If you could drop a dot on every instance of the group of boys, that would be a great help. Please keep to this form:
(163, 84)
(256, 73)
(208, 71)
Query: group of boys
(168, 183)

☆ ☆ ☆ ☆ ☆ ☆ ☆

Exercise goal =>
Retype the whole of the material word for word.

Expected answer =>
If you could drop a dot on every instance of the group of boys, that would be a great help. Please keep to this form:
(163, 84)
(256, 73)
(208, 71)
Query: group of boys
(168, 183)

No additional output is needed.